> Text to read
>> start

I have a spreadsheet like this. The column data is dynamic and can vary in "N" different ways.

For example, column "h" can have "n" values. I need to match them with the correct values ​​from column "t" and each "t" can have "n" values ​​in column "c".

So h1 can have 3 matching "t"s and "t1" can have 2 "c"s, just like "t2" can have 3 "c"s and so on. The numbers are different.

NOTE: h1 and h2 will not always be sequences. For example, I can have h1 and then h40. The only sequential part in the spreadsheet is the number of "c"s each "t" has.

Example of the spreadsheet

h t c flag
h1 t001 random text (from h1 just show where match) c001-random text 0
c002 random text 0
t002 random text c001-random text 1
c002-random text 1
c003-random text 1
t003 random text c001-random text 2
h2 t001 random text c001-random text 3
c002-random text 3
t002 random text c001-random text 4
c002-random text 4

and sheet continue ... so I need match each "h" with correct "t" and each "t" correct "c" into dict first!

I need a JSON similar to this.

{
    "h1": {
        "t001 random text": {
            "0": "c001-random text",
            "1": "c002-random text"
        },
        "t2 random text": {
            "2": "c001-random text",
            "3": "c002-random text",
            "4": "c003-random text"
        },
        "t3 random text": {
            "5": "c001-random text"
        }
    },
    "h2": {
        "t1 random text": {
            "6": "c001-random text",
            "7": "c002-random text"
        },
        "t2 random text": {
            "8": "c001-random text",
            "9": "c002-random text"
        }
    }
}

This is how I got it.

[
    {
        "t1 from h1": {
            "0": "c1 from t1 h1",
            "1": "c2 from t1 h1"
        }
    },
    {
        "t2 from h1": {
            "2": "c1 from t2 h1",
            "3": "c2 from t2 h1",
            "4": "c3 from t2 h1"

>> end

> Work to complete
a) From the post about the spreadsheet, extract the passage that begins at the words "I have a spreadsheet" and ends after the words "numbers are different.".
b) In the post about the spreadsheet, what is the only sequential part of the spreadsheet?
Rely only on the post about the spreadsheet.

> Data
>> start

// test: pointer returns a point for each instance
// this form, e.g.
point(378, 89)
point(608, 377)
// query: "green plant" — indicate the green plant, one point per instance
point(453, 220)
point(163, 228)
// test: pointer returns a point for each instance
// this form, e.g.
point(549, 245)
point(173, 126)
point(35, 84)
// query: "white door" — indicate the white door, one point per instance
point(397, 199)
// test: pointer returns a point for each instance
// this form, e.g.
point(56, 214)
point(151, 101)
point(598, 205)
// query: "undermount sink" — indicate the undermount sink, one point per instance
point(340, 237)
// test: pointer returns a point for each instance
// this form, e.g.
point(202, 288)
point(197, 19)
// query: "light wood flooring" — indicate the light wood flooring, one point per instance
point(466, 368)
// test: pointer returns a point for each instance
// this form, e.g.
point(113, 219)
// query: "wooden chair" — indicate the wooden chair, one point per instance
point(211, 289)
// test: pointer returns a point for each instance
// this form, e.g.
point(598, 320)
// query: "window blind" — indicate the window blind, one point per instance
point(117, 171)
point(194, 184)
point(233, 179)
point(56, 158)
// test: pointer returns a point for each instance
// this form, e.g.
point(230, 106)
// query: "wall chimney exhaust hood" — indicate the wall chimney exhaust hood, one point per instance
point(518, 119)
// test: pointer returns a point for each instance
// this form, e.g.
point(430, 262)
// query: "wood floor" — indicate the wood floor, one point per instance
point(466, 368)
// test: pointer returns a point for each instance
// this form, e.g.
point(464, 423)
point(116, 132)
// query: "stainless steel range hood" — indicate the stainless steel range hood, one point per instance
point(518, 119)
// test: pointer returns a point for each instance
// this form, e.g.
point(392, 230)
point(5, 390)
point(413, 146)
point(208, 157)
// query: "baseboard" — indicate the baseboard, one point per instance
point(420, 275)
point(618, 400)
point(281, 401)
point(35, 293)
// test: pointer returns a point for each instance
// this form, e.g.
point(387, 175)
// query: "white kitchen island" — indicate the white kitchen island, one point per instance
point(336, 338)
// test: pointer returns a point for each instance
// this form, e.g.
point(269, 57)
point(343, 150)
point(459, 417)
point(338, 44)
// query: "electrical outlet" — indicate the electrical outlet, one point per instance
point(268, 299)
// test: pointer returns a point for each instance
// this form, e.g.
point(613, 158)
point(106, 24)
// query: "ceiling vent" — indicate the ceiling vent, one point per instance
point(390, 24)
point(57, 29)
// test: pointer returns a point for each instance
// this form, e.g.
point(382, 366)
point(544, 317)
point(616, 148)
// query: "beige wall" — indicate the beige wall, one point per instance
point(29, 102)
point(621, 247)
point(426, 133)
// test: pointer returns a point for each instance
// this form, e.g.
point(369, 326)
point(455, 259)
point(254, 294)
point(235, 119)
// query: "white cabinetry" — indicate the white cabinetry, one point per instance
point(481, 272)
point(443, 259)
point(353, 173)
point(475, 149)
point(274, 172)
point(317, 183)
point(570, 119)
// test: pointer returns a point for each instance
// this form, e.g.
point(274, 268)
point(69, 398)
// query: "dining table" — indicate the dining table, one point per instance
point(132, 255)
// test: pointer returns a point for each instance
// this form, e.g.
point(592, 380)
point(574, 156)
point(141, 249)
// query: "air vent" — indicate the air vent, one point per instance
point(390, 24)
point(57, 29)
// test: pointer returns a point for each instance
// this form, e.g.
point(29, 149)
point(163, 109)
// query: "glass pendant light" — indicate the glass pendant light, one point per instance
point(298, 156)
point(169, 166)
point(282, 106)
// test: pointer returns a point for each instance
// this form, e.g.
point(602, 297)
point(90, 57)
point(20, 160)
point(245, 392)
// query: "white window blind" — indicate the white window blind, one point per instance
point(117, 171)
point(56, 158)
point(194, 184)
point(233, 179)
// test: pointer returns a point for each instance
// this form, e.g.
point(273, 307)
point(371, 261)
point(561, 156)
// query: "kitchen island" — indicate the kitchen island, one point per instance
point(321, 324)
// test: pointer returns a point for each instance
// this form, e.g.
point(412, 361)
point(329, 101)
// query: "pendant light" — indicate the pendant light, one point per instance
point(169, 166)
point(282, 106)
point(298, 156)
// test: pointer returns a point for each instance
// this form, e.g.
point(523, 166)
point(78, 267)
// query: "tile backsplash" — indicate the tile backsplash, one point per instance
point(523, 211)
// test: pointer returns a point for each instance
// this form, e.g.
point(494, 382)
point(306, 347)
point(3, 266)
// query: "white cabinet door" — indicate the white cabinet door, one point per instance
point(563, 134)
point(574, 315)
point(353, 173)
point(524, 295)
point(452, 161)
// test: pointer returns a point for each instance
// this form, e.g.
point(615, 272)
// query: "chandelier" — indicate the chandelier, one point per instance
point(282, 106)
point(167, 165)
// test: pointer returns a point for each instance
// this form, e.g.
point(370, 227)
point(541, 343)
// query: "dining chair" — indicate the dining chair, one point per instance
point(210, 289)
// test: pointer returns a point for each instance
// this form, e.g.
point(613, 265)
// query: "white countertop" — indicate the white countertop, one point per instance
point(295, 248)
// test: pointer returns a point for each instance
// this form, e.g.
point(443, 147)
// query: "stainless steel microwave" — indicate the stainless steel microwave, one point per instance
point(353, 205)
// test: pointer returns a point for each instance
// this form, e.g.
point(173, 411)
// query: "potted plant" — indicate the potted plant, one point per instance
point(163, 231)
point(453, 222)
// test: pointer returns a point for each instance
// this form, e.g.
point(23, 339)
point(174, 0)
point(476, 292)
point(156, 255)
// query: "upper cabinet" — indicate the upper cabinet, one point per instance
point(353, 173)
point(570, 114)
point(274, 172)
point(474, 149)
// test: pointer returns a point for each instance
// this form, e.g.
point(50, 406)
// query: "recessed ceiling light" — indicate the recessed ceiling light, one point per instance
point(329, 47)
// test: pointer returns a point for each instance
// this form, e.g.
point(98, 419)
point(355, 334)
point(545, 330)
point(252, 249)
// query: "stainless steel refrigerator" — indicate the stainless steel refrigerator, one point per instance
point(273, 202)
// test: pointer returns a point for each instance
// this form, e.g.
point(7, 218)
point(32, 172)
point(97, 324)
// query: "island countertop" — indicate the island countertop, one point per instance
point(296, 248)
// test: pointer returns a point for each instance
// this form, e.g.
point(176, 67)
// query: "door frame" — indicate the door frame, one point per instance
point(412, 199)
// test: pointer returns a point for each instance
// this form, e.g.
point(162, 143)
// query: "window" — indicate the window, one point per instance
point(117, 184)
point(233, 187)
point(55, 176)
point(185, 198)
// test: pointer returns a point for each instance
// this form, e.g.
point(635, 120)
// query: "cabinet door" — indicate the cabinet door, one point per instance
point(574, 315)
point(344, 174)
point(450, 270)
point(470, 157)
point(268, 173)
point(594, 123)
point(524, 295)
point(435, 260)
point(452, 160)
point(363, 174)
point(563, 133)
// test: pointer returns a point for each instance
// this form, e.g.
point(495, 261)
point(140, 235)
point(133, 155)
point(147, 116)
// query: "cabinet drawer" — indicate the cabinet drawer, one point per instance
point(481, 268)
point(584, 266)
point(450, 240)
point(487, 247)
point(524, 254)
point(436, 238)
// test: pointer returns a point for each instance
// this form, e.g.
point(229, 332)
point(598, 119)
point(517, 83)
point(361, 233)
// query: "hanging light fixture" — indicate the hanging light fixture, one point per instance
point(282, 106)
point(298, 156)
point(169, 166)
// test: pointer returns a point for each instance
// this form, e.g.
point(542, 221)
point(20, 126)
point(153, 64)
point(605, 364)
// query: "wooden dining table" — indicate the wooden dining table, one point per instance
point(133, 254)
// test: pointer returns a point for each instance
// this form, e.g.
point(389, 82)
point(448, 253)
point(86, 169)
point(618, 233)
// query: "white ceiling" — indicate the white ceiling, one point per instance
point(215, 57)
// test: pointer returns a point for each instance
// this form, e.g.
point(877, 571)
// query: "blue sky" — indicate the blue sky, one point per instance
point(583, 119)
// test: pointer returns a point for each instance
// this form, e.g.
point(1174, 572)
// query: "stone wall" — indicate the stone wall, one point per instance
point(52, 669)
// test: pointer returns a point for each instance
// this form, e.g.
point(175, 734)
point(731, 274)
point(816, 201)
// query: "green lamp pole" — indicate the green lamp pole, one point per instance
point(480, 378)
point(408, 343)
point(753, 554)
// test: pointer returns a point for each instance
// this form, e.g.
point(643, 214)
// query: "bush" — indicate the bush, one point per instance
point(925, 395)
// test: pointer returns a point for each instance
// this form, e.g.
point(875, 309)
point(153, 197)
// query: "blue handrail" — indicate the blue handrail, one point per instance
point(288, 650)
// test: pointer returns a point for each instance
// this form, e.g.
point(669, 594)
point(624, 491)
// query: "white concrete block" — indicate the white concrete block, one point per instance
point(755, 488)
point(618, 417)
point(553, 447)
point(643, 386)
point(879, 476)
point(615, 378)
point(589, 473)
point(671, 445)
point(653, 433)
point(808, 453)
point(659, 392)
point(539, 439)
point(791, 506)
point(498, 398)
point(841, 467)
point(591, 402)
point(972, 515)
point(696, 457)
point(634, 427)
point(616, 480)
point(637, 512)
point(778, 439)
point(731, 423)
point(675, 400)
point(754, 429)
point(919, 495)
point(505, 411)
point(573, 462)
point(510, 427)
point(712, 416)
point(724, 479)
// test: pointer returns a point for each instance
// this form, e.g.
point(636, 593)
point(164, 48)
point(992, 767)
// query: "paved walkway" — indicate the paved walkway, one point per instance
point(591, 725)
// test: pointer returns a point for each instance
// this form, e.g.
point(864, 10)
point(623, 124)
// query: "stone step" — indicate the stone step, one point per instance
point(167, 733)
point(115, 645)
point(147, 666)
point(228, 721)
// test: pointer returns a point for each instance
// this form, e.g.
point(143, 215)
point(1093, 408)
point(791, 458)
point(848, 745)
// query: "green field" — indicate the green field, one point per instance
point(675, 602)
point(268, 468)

>> end

> Answers to the exercises
a)
I have a spreadsheet like this. The column data is dynamic and can vary in "N" different ways.

For example, column "h" can have "n" values. I need to match them with the correct values ​​from column "t" and each "t" can have "n" values ​​in column "c".

So h1 can have 3 matching "t"s and "t1" can have 2 "c"s, just like "t2" can have 3 "c"s and so on. The numbers are different.

b) The number of "c"s each "t" has.